▶ **Activity**:
For this exercise, print all of the data exactly as given.

Point localization data:
····················
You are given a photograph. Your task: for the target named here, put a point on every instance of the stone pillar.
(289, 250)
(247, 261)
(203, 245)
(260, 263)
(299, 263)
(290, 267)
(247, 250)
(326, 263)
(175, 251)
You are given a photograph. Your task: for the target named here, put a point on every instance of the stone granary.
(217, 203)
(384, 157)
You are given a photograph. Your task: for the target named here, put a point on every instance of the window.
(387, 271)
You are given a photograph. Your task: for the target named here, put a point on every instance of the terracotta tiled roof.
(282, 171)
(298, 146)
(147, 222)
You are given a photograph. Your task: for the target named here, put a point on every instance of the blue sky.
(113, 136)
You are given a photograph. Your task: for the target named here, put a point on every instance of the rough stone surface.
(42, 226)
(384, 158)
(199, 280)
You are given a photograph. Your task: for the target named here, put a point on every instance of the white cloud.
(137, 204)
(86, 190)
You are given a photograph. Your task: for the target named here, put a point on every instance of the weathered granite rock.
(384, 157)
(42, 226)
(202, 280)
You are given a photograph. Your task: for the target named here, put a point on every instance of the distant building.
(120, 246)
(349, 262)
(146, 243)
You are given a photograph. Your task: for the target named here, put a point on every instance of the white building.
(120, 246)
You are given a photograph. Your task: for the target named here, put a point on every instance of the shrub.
····················
▶ **Solution for this exercise**:
You are given a photograph. Your task: for the target named here, put a point on every instance of the stone pillar.
(289, 250)
(247, 261)
(203, 245)
(260, 263)
(299, 263)
(290, 267)
(247, 250)
(326, 263)
(175, 251)
You are given a photograph. Your task: for the target named here, put a point on every instance of the stone granary.
(217, 203)
(384, 157)
You are given a photograph. Your task: for the target named here, put a point on every instance of the window.
(387, 271)
You are given a photograph. Your task: for the target named here, put a point on every instance of the terracotta tiled roof.
(282, 171)
(298, 146)
(147, 222)
You are given a photograph. Your task: for the target named here, put a point on every instance of the blue sky.
(113, 136)
You are given a photograph. Your task: for the target named here, put a point on every instance of the rough stone surface.
(42, 226)
(384, 158)
(199, 280)
You are given a photograph. Your task: for the target named here, put a point on every instance of the white cloud.
(137, 204)
(86, 190)
You are given a photograph. Your task: for the target named here, put a point on every instance of the weathered granite rock.
(384, 157)
(42, 226)
(202, 280)
You are given a photograph. Your task: for the target named here, put a point on every instance of the distant building.
(120, 246)
(349, 262)
(146, 243)
You are given a photograph. Your task: for the target named here, put a point on every instance of the white building.
(120, 246)
You are given a photograph. Your task: for the target named here, put a point on every instance of the shrub.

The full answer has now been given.